### Aim of the exercise
Your task is to repeat the entries exactly. Leave the pictures out.

**** Materials provided

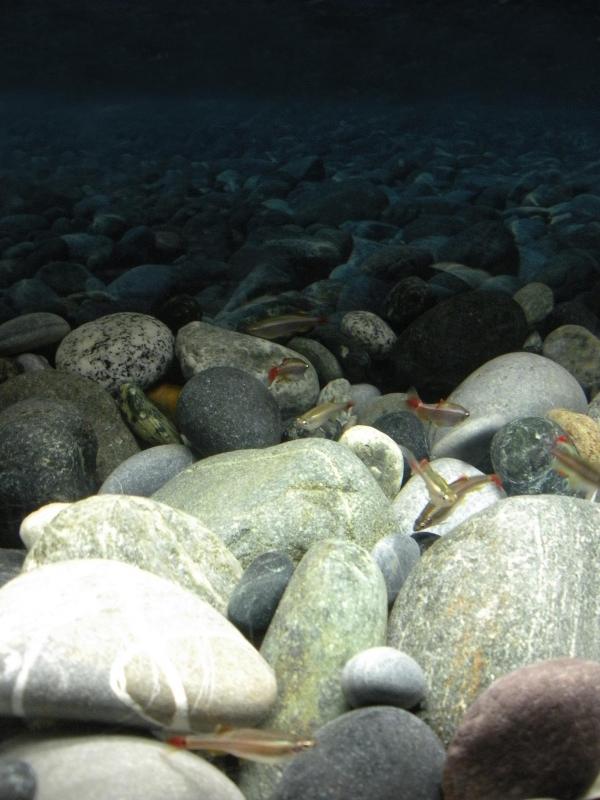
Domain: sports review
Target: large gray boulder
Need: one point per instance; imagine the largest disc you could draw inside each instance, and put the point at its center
(516, 583)
(284, 497)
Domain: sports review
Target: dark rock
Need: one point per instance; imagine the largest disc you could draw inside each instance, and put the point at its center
(487, 245)
(446, 343)
(377, 752)
(47, 453)
(224, 408)
(534, 732)
(255, 598)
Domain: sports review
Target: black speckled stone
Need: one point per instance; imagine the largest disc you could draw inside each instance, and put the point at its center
(375, 753)
(520, 454)
(255, 598)
(17, 780)
(224, 408)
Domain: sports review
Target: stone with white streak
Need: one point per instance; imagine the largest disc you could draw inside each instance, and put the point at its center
(104, 641)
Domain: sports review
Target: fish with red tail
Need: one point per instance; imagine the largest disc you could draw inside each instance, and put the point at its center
(289, 367)
(442, 414)
(581, 474)
(434, 513)
(283, 325)
(254, 744)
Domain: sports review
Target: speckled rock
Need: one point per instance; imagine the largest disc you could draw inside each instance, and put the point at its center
(383, 676)
(521, 455)
(115, 441)
(537, 301)
(17, 780)
(244, 496)
(147, 534)
(371, 331)
(577, 350)
(31, 331)
(258, 592)
(47, 452)
(378, 752)
(506, 388)
(200, 346)
(73, 767)
(121, 645)
(395, 556)
(514, 584)
(379, 453)
(334, 606)
(533, 732)
(225, 408)
(413, 497)
(584, 431)
(126, 347)
(145, 472)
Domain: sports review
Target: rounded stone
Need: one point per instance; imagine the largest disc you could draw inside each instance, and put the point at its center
(383, 676)
(377, 752)
(223, 408)
(126, 347)
(534, 732)
(380, 453)
(256, 597)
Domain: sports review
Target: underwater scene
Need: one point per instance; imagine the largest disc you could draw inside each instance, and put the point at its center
(300, 400)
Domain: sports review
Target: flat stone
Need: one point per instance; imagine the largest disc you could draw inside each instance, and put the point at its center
(71, 767)
(147, 534)
(334, 606)
(378, 752)
(283, 498)
(105, 641)
(508, 387)
(126, 347)
(533, 732)
(514, 584)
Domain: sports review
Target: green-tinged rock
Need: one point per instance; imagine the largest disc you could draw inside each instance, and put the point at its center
(334, 607)
(147, 534)
(516, 583)
(284, 497)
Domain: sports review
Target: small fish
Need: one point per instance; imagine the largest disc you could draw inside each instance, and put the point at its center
(289, 367)
(253, 744)
(442, 414)
(440, 493)
(144, 419)
(283, 325)
(581, 474)
(165, 397)
(432, 514)
(317, 416)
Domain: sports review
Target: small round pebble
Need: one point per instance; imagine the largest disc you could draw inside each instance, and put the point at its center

********

### Solution to the problem
Domain: sports review
Target: large gray boulder
Need: one point per instance; imagine the largest disc you could draw inside each instance, and put the point at its center
(516, 583)
(284, 497)
Domain: sports review
Target: dark rock
Need: one point per instance; imagine the largest disc you could draw inside each instance, and put the point at its center
(487, 245)
(446, 343)
(377, 752)
(47, 453)
(224, 408)
(534, 732)
(255, 598)
Domain: sports review
Target: black speckled stone
Need: one point per instance; imagine the largest disc you could draw inside each instance, and put the point at its center
(375, 753)
(520, 454)
(255, 598)
(17, 780)
(224, 408)
Domain: sports review
Target: stone with white streak
Need: one point per instance; imagine the largest disc you could draw inside each instance, and put the point at its center
(104, 641)
Domain: sports review
Target: fish with red tail
Need: one point per instance; imagine the largest disc you could draw inside each instance, and put the point at its center
(289, 367)
(442, 414)
(581, 474)
(434, 513)
(283, 325)
(254, 744)
Domain: sports review
Target: speckled rock
Need: one point per instance; imagine the largest disc you could draw inside each instance, and put the point at its center
(383, 676)
(521, 455)
(115, 441)
(537, 301)
(17, 780)
(244, 496)
(147, 534)
(371, 331)
(577, 350)
(31, 331)
(258, 592)
(47, 452)
(378, 752)
(506, 388)
(200, 346)
(73, 767)
(121, 645)
(395, 556)
(514, 584)
(379, 453)
(334, 606)
(533, 732)
(225, 408)
(413, 497)
(584, 431)
(126, 347)
(145, 472)
Domain: sports review
Target: rounded stone
Need: one point per instance; imagine the largest disc you could draw inside each instance, and put the point at its center
(383, 676)
(377, 752)
(223, 408)
(126, 347)
(534, 732)
(380, 453)
(256, 597)
Domain: sports review
Target: underwater scene
Need: one point per instance; imagine the largest disc you could draw inside each instance, and put the point at its center
(300, 400)
Domain: sports review
Target: flat stone
Need: one point per instance; imagine the largest disc you could draw inside each instance, and put the point at its center
(71, 767)
(147, 534)
(334, 606)
(378, 752)
(283, 498)
(105, 641)
(508, 387)
(126, 347)
(533, 732)
(514, 584)
Domain: sports review
Target: green-tinged rock
Need: one point per instance; imagine the largest disc you could draw inside each instance, and put the point at its center
(334, 607)
(147, 534)
(516, 583)
(284, 497)
Domain: sports review
Target: small fish
Need: one point per instance; imagine the largest disc you could draw inside each instance, and put the point at its center
(289, 367)
(253, 744)
(442, 414)
(440, 493)
(144, 419)
(283, 325)
(581, 474)
(165, 397)
(432, 514)
(317, 416)
Domain: sports review
Target: small round pebble
Need: one point per instance; imagine the largest disc you could draw inside each instance, and put the point at its center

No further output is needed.